- [TEXT SHOWN]
————————
Junior Doctors picket line in Lincoln. Photo: East Mids SP
Junior Doctors picket line in Lincoln. Photo: East Mids SP

Junior doctors in England in the British Medical Association (BMA) and doctors’ union HCSA began a 72-hour strike on 13 March, with young, lively and angry picket lines and protests. 8,000 protested at Downing Street on the first day of the strike.

Socialist Party members visited picket lines to offer solidarity and discuss the way forward. 

Eleanor Dunne reports that the chants at a lively Basildon Hospital picket line included “Pay restoration now” and “Claps are not enough”. Pickets at the main entrance were not moved away by management, which contrasts with the last strike when they were moved completely off hospital land.

“If we don’t get a result on pay, I’m off!” This was how a young BMA striker at Southampton summed up the staffing crisis to Nick Chaffey. He explained that between a third and a half of junior doctors are leaving. Others said: “Our pay is low, £14 an hour, so we are doing extra shifts as locums just to make ends meet. There aren’t enough of us now. Without improved pay it’s going to get worse.”

“I come out with £8 an hour after the student loan is taken off,” a junior doctor at Queen’s Medical Centre in Nottingham told Gary Freeman. At Lincoln County Hospital, strikers told Heather Rawling: “We’re at breaking point. The government is deliberately running down the NHS to privatise it.”

A striker at Birmingham Children’s Hospital told Nick Hart: “I can’t afford to have kids – the cost of childcare would be more than what I’m paid.”

At Gateshead Queen Elizabeth Hospital, one of the junior doctors told Elaine Brunskill she had been unsure if their strike would get public backing, and got a “fuzzy feeling” when passing traffic was clearly supportive.
————————
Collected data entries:

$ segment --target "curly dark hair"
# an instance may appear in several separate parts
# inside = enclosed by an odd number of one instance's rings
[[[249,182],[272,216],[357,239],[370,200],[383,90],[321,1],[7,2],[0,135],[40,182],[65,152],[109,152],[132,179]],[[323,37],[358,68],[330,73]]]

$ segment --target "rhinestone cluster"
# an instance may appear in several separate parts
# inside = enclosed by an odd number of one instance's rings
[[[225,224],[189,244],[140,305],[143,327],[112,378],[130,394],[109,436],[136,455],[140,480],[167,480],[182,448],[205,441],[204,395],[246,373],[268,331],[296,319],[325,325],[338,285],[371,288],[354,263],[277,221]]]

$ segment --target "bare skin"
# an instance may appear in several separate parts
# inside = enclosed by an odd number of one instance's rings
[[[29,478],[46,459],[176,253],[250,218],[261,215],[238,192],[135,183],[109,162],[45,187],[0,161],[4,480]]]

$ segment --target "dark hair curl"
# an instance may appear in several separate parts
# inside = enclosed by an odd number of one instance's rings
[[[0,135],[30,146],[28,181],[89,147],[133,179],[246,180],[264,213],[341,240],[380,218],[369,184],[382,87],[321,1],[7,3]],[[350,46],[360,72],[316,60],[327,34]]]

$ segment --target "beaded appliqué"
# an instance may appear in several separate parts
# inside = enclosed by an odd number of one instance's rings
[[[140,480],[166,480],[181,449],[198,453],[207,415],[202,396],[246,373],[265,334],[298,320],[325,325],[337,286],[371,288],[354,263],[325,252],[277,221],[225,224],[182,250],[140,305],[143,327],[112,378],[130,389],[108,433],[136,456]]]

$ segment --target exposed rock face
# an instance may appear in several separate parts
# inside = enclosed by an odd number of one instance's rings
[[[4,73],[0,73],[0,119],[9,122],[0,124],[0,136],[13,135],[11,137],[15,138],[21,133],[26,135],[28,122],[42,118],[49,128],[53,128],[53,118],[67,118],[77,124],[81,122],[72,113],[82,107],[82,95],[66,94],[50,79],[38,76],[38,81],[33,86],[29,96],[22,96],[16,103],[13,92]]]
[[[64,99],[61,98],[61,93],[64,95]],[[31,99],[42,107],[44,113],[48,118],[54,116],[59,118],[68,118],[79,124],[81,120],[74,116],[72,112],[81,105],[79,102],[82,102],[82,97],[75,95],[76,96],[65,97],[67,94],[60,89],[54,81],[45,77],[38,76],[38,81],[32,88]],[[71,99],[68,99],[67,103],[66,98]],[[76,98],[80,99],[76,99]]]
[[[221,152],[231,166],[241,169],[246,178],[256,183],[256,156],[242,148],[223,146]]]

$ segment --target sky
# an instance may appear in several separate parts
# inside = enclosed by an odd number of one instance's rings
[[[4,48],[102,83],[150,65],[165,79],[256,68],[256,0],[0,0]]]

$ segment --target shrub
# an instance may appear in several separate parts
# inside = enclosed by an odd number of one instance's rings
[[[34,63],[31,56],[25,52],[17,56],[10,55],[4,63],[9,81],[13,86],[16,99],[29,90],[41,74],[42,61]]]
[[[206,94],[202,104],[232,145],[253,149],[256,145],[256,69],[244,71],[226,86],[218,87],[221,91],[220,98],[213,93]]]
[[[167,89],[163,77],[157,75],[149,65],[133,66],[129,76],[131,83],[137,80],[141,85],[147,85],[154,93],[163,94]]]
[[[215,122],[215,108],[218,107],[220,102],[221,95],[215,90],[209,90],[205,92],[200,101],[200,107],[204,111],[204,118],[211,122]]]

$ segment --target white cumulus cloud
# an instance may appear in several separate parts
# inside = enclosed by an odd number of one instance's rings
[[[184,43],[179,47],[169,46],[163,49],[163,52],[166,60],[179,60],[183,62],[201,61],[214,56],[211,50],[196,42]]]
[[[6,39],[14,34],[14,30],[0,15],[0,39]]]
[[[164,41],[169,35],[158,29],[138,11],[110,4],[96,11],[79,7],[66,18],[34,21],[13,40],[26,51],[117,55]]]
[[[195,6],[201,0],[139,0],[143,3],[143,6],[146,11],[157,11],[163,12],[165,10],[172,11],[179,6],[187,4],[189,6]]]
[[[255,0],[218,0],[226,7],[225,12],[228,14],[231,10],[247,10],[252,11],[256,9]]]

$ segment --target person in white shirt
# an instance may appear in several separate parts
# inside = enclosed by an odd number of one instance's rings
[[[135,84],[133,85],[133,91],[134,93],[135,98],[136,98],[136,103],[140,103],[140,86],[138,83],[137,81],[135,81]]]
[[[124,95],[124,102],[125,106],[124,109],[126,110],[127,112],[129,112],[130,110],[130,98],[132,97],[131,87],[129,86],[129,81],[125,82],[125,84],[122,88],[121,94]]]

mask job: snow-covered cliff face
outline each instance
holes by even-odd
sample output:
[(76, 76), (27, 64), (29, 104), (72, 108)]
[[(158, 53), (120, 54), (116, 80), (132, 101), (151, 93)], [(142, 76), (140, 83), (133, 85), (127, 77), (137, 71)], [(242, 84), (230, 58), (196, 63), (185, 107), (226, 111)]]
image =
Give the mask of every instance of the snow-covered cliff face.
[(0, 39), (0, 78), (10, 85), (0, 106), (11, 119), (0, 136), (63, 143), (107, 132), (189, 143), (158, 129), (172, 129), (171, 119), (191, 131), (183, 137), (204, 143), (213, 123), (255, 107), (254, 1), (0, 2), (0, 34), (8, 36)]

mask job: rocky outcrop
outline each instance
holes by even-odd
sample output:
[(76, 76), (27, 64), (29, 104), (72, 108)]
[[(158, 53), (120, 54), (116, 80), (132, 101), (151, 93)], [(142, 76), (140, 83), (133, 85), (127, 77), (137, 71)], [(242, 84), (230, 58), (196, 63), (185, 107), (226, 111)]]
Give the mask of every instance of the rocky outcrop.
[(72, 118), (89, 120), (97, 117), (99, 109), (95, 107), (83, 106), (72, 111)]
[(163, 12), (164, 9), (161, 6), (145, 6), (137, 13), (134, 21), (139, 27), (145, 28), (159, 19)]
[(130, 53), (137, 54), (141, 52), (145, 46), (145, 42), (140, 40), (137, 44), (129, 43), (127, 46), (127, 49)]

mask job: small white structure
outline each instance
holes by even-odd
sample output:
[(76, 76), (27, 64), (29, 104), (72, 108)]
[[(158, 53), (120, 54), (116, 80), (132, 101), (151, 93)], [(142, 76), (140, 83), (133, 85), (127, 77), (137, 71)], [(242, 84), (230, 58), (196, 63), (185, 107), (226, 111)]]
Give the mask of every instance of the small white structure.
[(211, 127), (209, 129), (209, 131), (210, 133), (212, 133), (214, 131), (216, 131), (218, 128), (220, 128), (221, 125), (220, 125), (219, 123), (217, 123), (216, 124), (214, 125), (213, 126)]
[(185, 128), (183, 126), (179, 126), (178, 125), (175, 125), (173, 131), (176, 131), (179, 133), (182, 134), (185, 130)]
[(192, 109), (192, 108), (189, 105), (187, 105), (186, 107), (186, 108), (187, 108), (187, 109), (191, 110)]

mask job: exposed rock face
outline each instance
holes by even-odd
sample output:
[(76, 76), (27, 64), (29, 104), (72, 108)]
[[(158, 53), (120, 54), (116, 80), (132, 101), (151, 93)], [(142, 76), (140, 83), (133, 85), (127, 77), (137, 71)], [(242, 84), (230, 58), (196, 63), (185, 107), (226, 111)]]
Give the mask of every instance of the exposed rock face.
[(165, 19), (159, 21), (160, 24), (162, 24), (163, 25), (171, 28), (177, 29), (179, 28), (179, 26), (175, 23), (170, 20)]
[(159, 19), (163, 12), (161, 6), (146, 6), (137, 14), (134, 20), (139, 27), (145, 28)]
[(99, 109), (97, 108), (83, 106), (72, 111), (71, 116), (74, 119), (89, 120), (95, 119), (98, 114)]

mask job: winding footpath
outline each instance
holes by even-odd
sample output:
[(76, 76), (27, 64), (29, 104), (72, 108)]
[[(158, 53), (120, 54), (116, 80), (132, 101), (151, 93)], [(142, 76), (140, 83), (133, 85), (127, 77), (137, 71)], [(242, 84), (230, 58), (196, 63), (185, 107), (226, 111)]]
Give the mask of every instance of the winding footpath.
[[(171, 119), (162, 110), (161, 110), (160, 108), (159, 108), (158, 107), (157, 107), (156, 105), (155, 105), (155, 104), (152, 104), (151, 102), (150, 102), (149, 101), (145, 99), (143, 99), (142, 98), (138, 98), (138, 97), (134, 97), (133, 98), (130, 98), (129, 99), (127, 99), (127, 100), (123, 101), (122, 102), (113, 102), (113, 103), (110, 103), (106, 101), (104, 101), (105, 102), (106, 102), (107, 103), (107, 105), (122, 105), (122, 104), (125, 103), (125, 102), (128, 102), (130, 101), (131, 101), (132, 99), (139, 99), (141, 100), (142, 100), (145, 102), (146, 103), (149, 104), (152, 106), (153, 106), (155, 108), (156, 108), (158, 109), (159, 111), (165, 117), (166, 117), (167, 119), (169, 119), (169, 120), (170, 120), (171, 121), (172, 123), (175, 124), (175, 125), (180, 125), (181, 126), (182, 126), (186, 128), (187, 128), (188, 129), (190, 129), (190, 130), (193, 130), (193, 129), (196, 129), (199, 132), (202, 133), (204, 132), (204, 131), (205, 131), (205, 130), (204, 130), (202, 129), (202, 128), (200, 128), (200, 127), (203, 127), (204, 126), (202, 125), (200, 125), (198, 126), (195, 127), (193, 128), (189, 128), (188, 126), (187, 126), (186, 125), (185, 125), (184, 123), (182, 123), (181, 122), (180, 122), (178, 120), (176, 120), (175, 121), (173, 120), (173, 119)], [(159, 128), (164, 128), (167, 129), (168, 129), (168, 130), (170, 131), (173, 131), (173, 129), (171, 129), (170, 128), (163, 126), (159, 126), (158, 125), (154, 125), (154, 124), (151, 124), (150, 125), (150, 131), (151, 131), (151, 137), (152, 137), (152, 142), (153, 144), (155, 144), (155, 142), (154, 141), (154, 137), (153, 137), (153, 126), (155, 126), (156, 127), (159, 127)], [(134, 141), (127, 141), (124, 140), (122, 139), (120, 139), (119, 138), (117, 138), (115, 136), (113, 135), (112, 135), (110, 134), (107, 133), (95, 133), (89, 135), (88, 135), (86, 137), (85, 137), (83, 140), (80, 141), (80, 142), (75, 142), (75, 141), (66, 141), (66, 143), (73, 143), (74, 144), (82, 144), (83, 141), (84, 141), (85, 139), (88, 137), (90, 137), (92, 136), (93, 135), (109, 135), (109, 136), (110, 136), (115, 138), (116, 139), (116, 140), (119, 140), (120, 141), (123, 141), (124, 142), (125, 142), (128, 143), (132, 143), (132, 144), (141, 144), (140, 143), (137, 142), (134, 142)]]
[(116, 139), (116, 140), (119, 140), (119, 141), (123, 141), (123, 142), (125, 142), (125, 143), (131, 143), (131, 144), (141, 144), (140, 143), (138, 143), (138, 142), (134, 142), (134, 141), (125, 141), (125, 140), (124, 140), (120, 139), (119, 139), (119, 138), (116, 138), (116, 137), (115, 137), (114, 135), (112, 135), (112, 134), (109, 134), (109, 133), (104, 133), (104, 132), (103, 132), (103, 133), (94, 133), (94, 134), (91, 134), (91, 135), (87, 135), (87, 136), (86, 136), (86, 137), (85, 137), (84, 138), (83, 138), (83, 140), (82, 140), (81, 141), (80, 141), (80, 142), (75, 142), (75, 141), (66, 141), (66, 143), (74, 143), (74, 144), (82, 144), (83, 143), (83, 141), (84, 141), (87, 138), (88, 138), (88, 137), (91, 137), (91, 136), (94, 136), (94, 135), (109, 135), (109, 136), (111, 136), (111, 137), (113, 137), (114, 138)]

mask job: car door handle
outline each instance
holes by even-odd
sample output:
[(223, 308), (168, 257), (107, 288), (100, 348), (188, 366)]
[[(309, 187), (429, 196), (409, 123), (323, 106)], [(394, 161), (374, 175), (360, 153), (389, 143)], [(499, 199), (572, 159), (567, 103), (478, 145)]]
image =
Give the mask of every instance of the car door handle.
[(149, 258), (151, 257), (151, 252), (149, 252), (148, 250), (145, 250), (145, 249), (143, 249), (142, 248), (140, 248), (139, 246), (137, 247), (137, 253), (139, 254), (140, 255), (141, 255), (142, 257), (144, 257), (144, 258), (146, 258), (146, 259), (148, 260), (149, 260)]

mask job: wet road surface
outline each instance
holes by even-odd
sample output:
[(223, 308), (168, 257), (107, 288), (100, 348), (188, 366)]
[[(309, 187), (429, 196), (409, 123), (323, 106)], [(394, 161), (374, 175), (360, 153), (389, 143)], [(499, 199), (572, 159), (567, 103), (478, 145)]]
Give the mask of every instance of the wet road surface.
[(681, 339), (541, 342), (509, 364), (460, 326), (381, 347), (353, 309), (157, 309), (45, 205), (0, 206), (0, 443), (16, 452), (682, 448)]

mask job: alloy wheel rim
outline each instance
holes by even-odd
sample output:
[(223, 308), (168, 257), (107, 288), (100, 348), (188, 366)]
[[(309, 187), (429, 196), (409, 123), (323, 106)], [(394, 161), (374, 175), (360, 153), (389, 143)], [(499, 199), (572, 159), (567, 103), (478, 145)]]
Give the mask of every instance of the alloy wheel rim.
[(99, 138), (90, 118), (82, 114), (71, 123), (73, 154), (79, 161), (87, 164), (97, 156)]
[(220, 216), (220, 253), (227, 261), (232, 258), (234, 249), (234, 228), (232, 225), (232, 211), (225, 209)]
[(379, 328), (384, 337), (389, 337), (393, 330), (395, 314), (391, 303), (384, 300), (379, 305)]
————————
- [WORK REQUEST 1] In the strike report, copy the passage starting with "Junior doctors in" and going on through "of the strike.".
- [WORK REQUEST 2] Name every hospital that the strike report identifies by name.

- [EXPECTED OUTPUT 1]
Junior doctors in England in the British Medical Association (BMA) and doctors’ union HCSA began a 72-hour strike on 13 March, with young, lively and angry picket lines and protests. 8,000 protested at Downing Street on the first day of the strike.

- [EXPECTED OUTPUT 2]
Basildon Hospital
Queen's Medical Centre (Nottingham)
Lincoln County Hospital
Birmingham Children's Hospital
Gateshead Queen Elizabeth Hospital